PROBLEM TO WORK ON =
Beginning with the first entry, restate the data word for word and leave out the images.

THE RECORDS =
****************************************
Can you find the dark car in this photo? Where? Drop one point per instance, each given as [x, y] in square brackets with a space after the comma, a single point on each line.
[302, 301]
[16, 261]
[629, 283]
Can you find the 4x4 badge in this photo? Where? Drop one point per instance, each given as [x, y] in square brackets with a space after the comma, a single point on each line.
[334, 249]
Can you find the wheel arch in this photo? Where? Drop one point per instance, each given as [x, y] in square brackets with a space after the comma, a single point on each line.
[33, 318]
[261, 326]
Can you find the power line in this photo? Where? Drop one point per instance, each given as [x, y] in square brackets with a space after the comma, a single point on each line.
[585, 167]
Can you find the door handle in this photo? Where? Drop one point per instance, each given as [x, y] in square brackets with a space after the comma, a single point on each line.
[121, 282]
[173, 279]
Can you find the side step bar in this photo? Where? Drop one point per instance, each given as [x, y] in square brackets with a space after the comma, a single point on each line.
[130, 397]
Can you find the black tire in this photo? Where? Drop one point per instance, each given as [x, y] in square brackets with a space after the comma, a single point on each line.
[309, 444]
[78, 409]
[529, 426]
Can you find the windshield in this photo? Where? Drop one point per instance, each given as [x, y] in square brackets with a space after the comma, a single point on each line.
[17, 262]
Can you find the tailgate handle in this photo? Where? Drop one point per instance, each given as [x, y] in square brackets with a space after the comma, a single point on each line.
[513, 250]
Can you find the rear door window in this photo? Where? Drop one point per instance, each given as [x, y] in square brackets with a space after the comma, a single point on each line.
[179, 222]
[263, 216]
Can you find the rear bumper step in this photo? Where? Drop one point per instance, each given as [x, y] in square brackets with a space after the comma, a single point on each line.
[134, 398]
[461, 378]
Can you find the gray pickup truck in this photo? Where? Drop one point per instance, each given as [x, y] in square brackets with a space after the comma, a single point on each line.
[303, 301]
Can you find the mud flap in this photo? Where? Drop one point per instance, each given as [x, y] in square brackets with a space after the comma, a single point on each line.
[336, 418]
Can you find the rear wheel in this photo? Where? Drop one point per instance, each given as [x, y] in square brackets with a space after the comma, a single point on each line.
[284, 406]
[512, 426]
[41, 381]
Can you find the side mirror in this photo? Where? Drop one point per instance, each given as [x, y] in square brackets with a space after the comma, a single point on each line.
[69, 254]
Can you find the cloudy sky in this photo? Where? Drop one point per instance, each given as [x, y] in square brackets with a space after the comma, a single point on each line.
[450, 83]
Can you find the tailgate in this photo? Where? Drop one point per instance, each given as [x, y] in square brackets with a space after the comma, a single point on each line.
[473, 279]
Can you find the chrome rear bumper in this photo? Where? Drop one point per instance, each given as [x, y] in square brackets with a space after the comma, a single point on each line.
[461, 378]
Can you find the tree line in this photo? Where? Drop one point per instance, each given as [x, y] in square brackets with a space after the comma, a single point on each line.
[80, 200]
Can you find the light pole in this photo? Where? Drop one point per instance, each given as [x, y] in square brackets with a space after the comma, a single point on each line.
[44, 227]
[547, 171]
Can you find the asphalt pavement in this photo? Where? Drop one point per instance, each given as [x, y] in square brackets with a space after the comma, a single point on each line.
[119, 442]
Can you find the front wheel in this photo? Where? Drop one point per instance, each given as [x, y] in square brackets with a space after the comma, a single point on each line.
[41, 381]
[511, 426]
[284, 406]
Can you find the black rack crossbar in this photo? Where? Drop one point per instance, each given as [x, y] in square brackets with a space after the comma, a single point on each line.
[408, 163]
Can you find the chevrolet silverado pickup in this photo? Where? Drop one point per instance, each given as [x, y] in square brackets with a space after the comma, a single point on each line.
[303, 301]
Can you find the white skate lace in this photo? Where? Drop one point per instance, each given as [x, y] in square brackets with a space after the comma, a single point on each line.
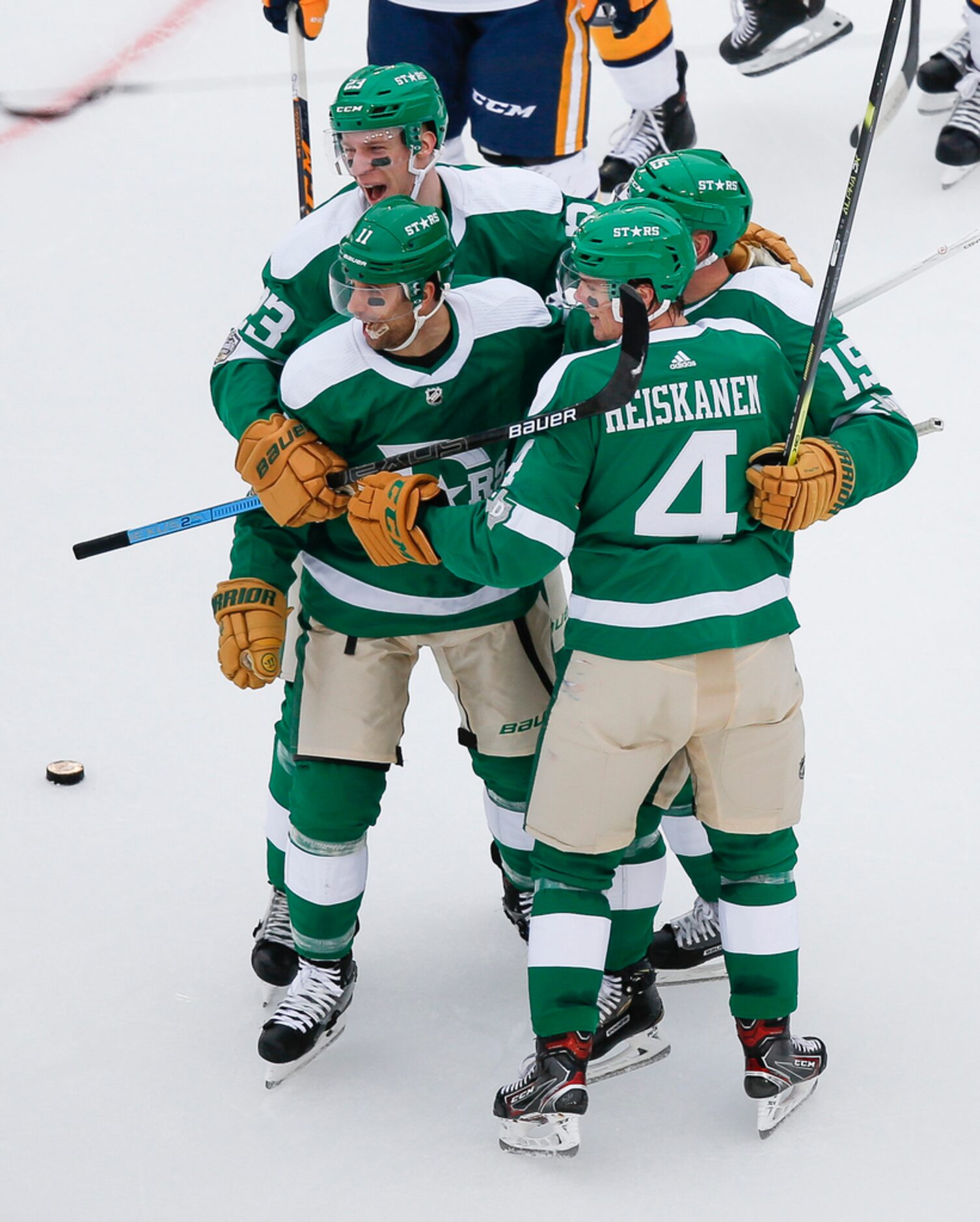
****************************************
REPLY TO THE EXERCISE =
Can you find the dark car in this photo? Where? Drop one point per instance, each given as [x, y] in square brackets with a space after the comma, a single point on each line.
[302, 301]
[16, 261]
[629, 283]
Can you find the 4x4 badge in this photo? Where? Drop one point per instance, each given as [x, y] in square brackets with a space after the comma, a single point on each line.
[334, 249]
Can you find the wheel arch in this photo? Where? Drop one point per instance, each given as [x, y] in square brackets with a space after the comma, a single point on each line.
[33, 318]
[261, 326]
Can you find the power line in this photo? Where? Drop one point per instance, each given as [x, y] in square brackets with a space after the comma, a single point on each line.
[585, 167]
Can you find the door handle in this photo? Where? Drop one point per instance, each given as [x, y] in square brackets with a space after the comma, a single point on each line.
[121, 282]
[173, 279]
Can you find the side step bar in this photo? Where? Drop one point per instance, each given as [x, y] in square brackets with a space after the comma, a single point on each line.
[130, 397]
Can you find the black tire in this photo? Where? Drop one point per instance, each given as [x, y] in square brackets with a space after the comma, a single point on each line.
[309, 444]
[78, 409]
[529, 426]
Can you find the windshield in this photo? Where? Drop one point per instance, each given as [x, y] in square brackets with a space after the comma, a single point on each line.
[17, 262]
Can you find the tailgate handle in this photo? Where? Drop one point per instance, each given as [x, y] in square brackets with a space after the comma, a single point on each line.
[513, 250]
Can you find the rear door window in this photo? Where? Drop one point per instance, each given as [x, y] in square brackets with a space after the comma, a single point on each line.
[179, 222]
[263, 216]
Can you find the rear bumper step in this photo? Where? Drop one point per instance, each given as [x, y] in square brackets with a space after the comma, a single point on each line.
[134, 398]
[461, 378]
Can you find the gray pickup truck in this photo? Where? Drop one point per instance, each given as [x, y] in square brackets with a space after the comma, a single point on each line.
[303, 301]
Can you find the mud flap in this photo? Where? Drop one point per instance, each given as [x, y] in square brackets with a space after the comma, a single point on each line.
[336, 418]
Can you find the rear wheel in this photo? Where? Drop one point per instance, each given as [x, y] in square brackets with a space after the comma, a single point on each line.
[284, 406]
[512, 426]
[41, 381]
Can you find the side mirror in this photo? Where? Drop one point per instance, each given as [x, y] in square brackets with a space after the comma, a single point on each line.
[69, 254]
Can you find the cloudy sky in this photo? Where? Drop one point per instance, each given as [x, y] in square brackets with a space after the comma, a single point on each line.
[450, 83]
Can you find the tailgate in this photo? Where? Drop one point per instance, each given as [x, y] in square brackets with a space after the comma, a single point on each line.
[473, 279]
Can you find the chrome rear bumper in this photo? Where? Drop one point per instance, each given as [x, y] in square brackets with a space after the comma, a single point on each line.
[461, 378]
Can you find the tree line in this photo? Where? Drop one point per instance, each given as [x, y] in square brackets with a space after the comma, a single point on each line.
[80, 200]
Can you find the light pole in this photo? Where? Drop one point per instance, each given as [x, y] in square brackets with a space after the comma, a single point on each line.
[44, 227]
[547, 171]
Can you find the asphalt pavement in this photo? Where? Drop one point per instance, each given as [x, y] in square brackets with a space after the comma, a single point on each line.
[119, 442]
Can you find the front wheel in this photo? Where? Drop one point per instance, each given as [x, y] in square brackets with a space after the comma, a single point on each line.
[41, 381]
[511, 426]
[284, 406]
Can you find the black rack crossbar in this photo? Where? Drop one point per instance, each given as [x, y] in square brackets with a space after the comma, a single point on each line.
[408, 163]
Can you find the chevrolet silverado pickup in this photo? Where? Drop one point per instance, each given as [x, y] in square brackets with a space after the comma, a single point on each line.
[303, 301]
Can you find the white skate lace in this photo? Where? Drop one point per instance, each given as [x, y] in square brackets with a space after the comma, a single point on each line.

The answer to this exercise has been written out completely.